*ASSIGNMENT*
Write out, word for word, every line in the data below from the one containing "Each instance receives one keypoint. Annotate the bare tree" to the one containing "Each instance receives one keypoint. Annotate the clear", both of them included.

*Excerpts from a dataset*
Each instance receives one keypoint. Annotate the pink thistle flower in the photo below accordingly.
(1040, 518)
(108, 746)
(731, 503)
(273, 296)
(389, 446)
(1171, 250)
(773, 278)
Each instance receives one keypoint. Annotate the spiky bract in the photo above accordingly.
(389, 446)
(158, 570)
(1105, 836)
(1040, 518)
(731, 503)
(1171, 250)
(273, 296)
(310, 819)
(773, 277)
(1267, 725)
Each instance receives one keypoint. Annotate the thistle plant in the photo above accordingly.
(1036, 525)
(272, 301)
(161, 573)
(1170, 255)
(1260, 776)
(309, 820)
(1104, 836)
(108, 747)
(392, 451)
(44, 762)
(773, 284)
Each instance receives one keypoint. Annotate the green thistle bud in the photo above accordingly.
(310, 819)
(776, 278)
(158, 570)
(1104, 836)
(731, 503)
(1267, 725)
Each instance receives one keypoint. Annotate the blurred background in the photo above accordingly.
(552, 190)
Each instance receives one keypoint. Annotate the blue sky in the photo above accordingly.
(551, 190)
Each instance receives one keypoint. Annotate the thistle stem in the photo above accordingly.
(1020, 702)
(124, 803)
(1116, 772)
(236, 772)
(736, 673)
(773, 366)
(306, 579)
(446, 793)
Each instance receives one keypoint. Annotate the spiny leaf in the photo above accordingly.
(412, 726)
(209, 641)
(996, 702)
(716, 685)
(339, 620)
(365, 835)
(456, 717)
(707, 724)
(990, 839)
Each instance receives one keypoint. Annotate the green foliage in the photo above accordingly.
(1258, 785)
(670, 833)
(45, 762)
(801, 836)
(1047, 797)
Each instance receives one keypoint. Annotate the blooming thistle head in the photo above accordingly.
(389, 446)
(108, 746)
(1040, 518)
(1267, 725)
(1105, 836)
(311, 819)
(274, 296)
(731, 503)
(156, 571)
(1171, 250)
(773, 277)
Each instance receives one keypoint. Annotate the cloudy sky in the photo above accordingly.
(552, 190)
---
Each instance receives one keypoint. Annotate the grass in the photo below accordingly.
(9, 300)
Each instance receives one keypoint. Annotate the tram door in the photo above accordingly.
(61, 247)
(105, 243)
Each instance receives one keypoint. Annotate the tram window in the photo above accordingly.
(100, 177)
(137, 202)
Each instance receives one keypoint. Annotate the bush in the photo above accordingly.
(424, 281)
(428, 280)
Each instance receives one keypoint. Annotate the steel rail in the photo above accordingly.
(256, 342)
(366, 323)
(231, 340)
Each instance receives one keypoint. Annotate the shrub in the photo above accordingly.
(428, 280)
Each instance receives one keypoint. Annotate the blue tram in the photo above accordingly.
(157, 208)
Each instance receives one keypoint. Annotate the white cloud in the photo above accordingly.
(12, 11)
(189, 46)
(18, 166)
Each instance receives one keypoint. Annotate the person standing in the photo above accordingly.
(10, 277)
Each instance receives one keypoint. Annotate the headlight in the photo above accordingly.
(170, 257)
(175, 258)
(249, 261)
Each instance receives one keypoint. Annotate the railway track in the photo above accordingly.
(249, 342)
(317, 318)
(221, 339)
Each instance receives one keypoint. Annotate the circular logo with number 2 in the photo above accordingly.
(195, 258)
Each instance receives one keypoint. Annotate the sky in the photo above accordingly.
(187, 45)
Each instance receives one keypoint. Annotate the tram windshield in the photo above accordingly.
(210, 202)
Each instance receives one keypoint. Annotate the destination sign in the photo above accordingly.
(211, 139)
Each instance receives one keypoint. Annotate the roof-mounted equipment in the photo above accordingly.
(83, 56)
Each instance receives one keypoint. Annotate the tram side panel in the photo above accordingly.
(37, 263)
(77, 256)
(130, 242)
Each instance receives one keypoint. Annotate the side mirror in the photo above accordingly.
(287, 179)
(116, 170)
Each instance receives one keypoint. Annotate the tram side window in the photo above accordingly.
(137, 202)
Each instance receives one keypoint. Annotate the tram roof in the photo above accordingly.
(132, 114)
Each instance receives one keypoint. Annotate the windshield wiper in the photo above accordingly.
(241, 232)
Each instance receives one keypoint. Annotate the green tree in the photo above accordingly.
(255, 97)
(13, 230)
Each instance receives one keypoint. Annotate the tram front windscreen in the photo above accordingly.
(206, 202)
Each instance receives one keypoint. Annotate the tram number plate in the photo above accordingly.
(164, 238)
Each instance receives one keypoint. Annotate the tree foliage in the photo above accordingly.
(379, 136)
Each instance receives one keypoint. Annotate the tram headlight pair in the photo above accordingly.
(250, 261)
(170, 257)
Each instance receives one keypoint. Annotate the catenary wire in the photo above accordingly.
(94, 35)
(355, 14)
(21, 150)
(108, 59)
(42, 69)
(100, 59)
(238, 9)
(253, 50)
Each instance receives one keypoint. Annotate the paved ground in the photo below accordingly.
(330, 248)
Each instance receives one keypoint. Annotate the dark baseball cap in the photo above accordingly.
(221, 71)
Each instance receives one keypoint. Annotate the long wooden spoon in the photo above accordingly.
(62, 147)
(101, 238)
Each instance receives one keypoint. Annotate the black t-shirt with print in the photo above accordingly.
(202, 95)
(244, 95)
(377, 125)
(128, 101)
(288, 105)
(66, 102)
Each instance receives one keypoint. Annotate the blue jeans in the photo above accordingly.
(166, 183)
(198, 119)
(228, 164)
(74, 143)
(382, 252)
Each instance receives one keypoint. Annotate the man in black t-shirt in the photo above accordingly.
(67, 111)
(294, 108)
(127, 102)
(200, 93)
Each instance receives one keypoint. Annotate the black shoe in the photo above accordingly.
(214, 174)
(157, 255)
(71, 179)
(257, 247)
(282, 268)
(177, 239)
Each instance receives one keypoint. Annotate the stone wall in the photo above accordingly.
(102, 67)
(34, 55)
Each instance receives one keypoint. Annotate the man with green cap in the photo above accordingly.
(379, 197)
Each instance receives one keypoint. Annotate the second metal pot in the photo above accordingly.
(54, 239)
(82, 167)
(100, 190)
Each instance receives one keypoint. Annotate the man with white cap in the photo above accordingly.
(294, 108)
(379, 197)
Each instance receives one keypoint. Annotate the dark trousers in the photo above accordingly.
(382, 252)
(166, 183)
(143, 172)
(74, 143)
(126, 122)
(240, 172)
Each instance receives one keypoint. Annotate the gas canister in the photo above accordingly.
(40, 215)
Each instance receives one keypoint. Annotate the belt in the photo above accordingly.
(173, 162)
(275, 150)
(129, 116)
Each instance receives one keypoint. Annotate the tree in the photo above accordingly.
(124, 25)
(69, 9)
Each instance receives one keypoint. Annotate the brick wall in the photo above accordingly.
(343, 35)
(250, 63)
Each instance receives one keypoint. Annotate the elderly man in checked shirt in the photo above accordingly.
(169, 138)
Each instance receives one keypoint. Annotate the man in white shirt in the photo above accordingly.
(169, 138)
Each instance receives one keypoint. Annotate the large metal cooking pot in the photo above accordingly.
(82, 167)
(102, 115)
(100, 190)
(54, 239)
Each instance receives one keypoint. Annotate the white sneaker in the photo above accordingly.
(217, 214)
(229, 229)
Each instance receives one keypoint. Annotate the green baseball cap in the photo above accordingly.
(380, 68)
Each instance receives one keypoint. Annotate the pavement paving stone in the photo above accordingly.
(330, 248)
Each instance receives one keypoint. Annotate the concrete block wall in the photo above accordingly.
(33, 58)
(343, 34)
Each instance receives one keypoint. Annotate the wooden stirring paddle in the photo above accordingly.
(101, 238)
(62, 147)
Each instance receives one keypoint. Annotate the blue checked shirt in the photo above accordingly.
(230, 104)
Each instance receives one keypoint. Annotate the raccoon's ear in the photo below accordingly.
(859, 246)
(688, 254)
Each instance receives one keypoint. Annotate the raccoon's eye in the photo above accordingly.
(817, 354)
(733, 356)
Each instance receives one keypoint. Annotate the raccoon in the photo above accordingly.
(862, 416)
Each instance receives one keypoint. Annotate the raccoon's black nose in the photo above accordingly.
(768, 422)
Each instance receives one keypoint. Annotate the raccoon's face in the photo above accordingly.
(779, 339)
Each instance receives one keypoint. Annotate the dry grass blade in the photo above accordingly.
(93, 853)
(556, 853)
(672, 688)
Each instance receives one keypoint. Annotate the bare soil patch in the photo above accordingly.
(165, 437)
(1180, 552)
==
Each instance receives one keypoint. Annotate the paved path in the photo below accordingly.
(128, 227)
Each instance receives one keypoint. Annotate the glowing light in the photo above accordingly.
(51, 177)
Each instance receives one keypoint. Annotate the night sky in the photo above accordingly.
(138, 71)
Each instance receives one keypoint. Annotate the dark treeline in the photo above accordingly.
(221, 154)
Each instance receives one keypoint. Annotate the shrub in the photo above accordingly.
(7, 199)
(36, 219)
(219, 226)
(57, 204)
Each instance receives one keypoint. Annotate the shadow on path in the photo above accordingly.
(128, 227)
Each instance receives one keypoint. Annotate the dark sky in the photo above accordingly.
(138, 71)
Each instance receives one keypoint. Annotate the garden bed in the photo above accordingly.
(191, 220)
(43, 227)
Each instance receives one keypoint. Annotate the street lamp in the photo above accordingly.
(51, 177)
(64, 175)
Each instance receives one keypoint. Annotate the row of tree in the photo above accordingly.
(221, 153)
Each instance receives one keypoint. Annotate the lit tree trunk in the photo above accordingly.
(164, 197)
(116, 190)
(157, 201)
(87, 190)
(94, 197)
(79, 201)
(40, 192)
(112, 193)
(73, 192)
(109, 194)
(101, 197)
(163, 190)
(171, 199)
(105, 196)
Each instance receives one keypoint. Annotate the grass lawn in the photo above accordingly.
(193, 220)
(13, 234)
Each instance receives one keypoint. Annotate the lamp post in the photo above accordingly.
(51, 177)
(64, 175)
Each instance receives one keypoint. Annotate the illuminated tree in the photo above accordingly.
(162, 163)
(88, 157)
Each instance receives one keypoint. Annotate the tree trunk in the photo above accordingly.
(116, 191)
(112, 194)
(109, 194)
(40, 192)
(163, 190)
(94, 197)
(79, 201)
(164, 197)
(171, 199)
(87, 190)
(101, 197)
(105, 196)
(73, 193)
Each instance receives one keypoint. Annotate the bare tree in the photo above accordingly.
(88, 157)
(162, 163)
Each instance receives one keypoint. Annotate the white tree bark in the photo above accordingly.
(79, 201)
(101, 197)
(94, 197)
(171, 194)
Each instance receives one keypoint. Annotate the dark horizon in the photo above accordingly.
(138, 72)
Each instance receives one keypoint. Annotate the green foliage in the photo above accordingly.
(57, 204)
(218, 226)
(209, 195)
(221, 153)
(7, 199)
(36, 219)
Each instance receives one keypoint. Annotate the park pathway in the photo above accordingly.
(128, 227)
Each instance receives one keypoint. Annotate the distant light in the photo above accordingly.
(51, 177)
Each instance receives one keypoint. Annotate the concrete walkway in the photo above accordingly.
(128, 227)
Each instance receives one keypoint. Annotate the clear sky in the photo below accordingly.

*ANSWER*
Each instance receives one keypoint. Annotate the bare tree in the photo above accordingly.
(88, 157)
(162, 163)
Each instance receives one keypoint. Annotate the white tree bark in the photo above accordingly.
(79, 201)
(101, 197)
(94, 197)
(171, 194)
Each instance receives one keypoint. Annotate the dark horizon in the photo above accordingly.
(138, 72)
Each instance receives one keypoint. Annotate the green foliage in the photo above accordingly.
(57, 204)
(218, 226)
(209, 195)
(221, 153)
(7, 199)
(36, 219)
Each instance receives one keypoint. Annotate the park pathway in the photo above accordingly.
(128, 227)
Each instance receives one keypoint. Annotate the distant light in the photo above accordingly.
(51, 177)
Each instance receives one keypoint. Annotate the concrete walkway in the photo above accordingly.
(128, 227)
Each instance receives one keypoint. Annotate the clear sky in the photo below accordingly.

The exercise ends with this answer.